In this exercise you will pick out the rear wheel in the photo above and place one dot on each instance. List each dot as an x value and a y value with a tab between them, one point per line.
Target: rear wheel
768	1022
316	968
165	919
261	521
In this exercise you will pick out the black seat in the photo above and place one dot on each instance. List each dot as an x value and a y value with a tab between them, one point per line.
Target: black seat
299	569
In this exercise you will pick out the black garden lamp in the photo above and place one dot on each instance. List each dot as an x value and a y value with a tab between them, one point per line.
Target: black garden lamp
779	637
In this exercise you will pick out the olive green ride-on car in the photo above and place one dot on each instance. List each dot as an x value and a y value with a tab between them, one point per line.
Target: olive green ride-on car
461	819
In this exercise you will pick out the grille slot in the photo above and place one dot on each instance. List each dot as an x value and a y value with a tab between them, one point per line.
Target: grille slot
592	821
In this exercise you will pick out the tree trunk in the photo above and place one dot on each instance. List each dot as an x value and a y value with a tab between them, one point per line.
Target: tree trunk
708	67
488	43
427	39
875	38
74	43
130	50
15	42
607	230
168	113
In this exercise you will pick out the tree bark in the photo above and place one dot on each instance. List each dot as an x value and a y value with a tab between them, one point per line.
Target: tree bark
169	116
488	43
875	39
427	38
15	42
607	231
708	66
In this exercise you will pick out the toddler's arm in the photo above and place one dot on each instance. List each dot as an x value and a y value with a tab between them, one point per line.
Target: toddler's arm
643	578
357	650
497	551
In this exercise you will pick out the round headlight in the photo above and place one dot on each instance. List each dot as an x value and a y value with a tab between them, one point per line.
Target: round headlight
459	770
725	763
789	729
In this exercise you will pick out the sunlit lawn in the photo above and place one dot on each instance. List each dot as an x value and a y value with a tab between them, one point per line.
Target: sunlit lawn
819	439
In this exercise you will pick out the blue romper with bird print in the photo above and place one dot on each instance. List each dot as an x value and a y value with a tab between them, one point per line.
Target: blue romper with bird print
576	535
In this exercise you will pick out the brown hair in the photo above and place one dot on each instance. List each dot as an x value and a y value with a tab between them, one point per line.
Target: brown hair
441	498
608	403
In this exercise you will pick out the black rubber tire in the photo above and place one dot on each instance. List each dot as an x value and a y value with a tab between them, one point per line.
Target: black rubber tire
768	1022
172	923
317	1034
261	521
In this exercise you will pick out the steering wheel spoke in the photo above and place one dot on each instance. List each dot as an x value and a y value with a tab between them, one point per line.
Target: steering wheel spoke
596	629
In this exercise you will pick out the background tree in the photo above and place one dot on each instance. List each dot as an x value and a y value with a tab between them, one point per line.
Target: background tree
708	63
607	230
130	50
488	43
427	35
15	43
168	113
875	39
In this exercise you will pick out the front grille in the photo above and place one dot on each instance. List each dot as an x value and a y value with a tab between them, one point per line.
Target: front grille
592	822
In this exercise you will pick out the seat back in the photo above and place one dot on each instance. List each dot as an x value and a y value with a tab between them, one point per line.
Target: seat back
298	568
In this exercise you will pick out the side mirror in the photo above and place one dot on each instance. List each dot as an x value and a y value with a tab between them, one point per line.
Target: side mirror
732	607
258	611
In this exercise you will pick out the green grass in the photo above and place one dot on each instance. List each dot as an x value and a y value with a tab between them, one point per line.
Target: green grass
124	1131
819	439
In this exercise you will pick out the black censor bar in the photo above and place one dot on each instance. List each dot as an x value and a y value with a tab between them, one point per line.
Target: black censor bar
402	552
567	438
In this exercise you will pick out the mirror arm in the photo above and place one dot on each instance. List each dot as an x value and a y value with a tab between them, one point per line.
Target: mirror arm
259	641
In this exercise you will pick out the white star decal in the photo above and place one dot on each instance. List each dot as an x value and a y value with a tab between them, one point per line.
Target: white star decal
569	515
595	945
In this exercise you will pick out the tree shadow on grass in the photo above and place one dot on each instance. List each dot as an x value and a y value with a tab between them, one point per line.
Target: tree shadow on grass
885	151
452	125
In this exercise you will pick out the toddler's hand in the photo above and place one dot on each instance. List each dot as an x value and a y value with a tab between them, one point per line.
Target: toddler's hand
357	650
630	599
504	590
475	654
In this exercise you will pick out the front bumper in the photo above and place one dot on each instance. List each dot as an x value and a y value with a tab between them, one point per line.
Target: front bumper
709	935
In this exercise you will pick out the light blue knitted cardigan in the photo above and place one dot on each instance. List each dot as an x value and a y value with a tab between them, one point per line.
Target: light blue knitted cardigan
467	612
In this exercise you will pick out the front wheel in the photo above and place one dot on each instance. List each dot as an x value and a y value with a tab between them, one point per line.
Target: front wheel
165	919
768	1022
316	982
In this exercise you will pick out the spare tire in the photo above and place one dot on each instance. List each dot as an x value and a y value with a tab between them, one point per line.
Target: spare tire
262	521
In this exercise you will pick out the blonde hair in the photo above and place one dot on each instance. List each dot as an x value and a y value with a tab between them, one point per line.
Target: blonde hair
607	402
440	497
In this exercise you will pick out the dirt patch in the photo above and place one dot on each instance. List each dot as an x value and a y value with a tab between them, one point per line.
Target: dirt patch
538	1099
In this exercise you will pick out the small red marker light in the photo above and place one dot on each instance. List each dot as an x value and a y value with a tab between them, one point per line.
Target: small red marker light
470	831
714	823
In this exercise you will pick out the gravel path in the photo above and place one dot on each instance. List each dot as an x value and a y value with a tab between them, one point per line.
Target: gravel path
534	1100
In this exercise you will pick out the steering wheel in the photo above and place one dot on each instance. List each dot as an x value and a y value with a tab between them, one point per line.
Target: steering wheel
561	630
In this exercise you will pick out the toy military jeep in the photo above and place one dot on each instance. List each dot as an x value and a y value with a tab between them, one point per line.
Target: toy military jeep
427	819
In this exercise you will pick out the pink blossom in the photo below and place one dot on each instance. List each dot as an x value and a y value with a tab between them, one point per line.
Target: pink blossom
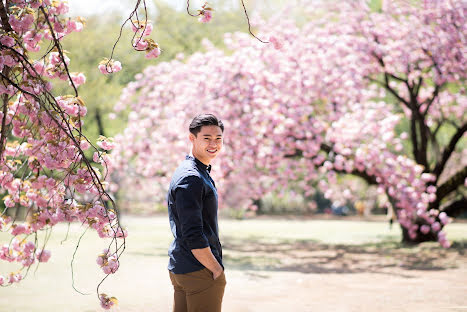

+ + + + + + +

→ **Written instruction**
Select every line in the records that contains the string "headlight", matching case exactly.

→ **Expected answer**
In this exercise you will pick out the round headlight in the photo above and place one dot on each instance. List each dot as an x value and a y value with a tab between them, one point per line.
Target: round headlight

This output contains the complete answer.